[begin Supplied entries]
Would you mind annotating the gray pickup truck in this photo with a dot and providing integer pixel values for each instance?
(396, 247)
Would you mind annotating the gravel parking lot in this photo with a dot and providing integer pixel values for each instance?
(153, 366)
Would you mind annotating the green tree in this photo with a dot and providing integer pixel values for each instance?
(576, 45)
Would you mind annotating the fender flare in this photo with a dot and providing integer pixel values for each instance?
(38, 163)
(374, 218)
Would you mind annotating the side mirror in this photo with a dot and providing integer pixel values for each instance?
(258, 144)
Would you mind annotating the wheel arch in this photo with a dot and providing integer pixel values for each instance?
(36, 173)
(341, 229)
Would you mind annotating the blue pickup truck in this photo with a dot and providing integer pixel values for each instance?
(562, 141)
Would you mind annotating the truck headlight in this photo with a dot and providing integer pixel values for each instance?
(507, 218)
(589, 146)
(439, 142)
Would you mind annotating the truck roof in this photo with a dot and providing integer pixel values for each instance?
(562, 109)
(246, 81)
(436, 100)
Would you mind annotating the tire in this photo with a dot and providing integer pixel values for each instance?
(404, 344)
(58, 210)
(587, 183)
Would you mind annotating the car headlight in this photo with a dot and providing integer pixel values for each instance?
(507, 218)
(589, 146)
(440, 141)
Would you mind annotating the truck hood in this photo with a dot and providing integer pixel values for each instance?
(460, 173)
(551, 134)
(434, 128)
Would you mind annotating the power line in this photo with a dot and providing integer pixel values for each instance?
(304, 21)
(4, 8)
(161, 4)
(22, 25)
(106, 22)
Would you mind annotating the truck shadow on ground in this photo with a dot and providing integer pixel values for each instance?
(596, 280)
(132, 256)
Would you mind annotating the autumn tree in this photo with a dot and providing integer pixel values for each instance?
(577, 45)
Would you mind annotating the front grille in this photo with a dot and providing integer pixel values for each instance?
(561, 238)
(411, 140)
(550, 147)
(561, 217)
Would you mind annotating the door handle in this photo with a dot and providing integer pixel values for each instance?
[end Supplied entries]
[begin Supplied entries]
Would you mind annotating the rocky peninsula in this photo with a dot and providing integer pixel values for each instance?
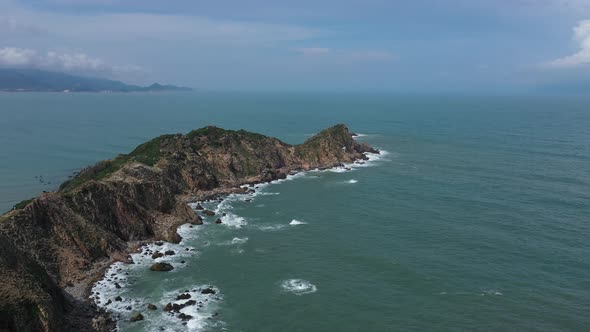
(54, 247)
[end Supplied entries]
Task:
Could you quote everything from the line containing "Would you mind annotating the autumn" down to the line containing "Would you mind annotating the door", both of those lines included?

Response:
Would you mind annotating the autumn tree in this photo with a dot and providing integer pixel values for each instance?
(577, 45)
Would you mind annotating the front grille in this photo with a dot and providing integer pixel values for each instance?
(561, 238)
(411, 140)
(550, 147)
(561, 217)
Would you mind annotating the door handle in this photo with a dot and providing integer pixel values for each instance?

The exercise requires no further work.